• PROBLEM REQUIREMENTS: Each line of the material must be returned exactly.

• RECORDS FOR THIS EXERCISE:
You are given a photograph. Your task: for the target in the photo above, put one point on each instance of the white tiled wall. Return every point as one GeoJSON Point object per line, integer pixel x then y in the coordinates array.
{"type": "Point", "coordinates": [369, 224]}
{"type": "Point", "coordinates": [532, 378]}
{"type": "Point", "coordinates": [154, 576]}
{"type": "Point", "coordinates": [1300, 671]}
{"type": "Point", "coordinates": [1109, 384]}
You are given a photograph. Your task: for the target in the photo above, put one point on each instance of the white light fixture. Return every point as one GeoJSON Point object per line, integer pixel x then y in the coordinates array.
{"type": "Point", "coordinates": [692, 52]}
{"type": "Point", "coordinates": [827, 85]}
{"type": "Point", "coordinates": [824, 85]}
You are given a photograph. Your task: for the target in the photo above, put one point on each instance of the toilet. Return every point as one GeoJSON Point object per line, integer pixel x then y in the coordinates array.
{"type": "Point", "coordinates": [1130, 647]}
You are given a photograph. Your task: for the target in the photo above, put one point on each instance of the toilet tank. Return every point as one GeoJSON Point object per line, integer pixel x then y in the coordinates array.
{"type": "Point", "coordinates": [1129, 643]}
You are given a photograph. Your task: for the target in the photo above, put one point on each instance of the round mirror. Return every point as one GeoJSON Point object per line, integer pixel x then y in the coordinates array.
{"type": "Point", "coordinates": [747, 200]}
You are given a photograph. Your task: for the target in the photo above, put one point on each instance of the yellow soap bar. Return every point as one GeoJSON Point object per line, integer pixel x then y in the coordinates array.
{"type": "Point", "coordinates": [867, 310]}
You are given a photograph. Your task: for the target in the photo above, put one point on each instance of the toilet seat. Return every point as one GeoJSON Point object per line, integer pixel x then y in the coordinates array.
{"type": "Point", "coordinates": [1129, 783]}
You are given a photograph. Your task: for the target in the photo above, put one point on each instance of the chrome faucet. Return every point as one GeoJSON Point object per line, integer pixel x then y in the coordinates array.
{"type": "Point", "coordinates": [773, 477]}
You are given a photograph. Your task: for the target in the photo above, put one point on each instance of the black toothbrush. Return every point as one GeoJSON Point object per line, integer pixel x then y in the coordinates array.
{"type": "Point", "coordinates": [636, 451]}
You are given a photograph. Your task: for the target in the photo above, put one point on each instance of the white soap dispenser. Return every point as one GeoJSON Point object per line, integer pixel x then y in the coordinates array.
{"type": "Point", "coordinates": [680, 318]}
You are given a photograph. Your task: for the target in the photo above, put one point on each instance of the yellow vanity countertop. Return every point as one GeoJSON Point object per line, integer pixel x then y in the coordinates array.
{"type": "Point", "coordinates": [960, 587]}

• THE REPLY:
You are given a photograph. Your task: for the target in the photo above, put one point on each instance of the white tiled wall. Return every point as one GeoJSON Point object per line, integer pixel x then y in the coordinates array.
{"type": "Point", "coordinates": [369, 224]}
{"type": "Point", "coordinates": [532, 378]}
{"type": "Point", "coordinates": [154, 576]}
{"type": "Point", "coordinates": [1300, 671]}
{"type": "Point", "coordinates": [1109, 384]}
You are given a photograph. Your task: for the target in the photo above, put one point on each instance of the white light fixture. Return every point as one GeoJSON Point object per line, integer pixel x then y in the coordinates array.
{"type": "Point", "coordinates": [692, 52]}
{"type": "Point", "coordinates": [827, 85]}
{"type": "Point", "coordinates": [824, 85]}
You are given a photograph. Your task: for the target in the photo above, put one point on each instance of the toilet. Return every point as one GeoJSON Point object per line, integer pixel x then y in the coordinates array.
{"type": "Point", "coordinates": [1130, 647]}
You are given a photograph. Your task: for the target in the photo above, put one point on each instance of the toilet tank. Return every point as one GeoJSON Point object per line, integer pixel x then y in the coordinates array.
{"type": "Point", "coordinates": [1129, 643]}
You are given a photograph. Your task: for the target in the photo above, put one point on each instance of the round mirror. Return every point as one GeoJSON Point object per line, integer pixel x then y in the coordinates array.
{"type": "Point", "coordinates": [747, 200]}
You are given a photograph. Your task: for the target in the photo above, put one point on each instance of the yellow soap bar. Return every point as one GeoJSON Point object per line, integer pixel x then y in the coordinates array.
{"type": "Point", "coordinates": [867, 310]}
You are given a photograph. Your task: for the target in the photo above, put one point on each instance of the toilet seat. Return every point as one GeoJSON Point object per line, integer pixel x then y in the coordinates array.
{"type": "Point", "coordinates": [1129, 783]}
You are given a photograph. Your task: for the target in the photo above, put one point on each instance of the chrome faucet. Return every point as one GeoJSON Point object per line, integer pixel x then y in the coordinates array.
{"type": "Point", "coordinates": [773, 477]}
You are given a photograph. Your task: for the target in the photo above, put one point on each instance of the black toothbrush. Return every point as one GeoJSON Point object per line, integer pixel x then y in the coordinates array.
{"type": "Point", "coordinates": [636, 451]}
You are given a photograph. Your task: for the target in the photo above, put one point on each instance of the white soap dispenser. Return every point as one GeoJSON Point object per line, integer pixel x then y in the coordinates array.
{"type": "Point", "coordinates": [680, 318]}
You are given a photograph. Your task: for the target in the photo above, put one point on each instance of the yellow vanity countertop. Return every point as one GeoJSON Point object per line, integer pixel x then y in the coordinates array.
{"type": "Point", "coordinates": [960, 587]}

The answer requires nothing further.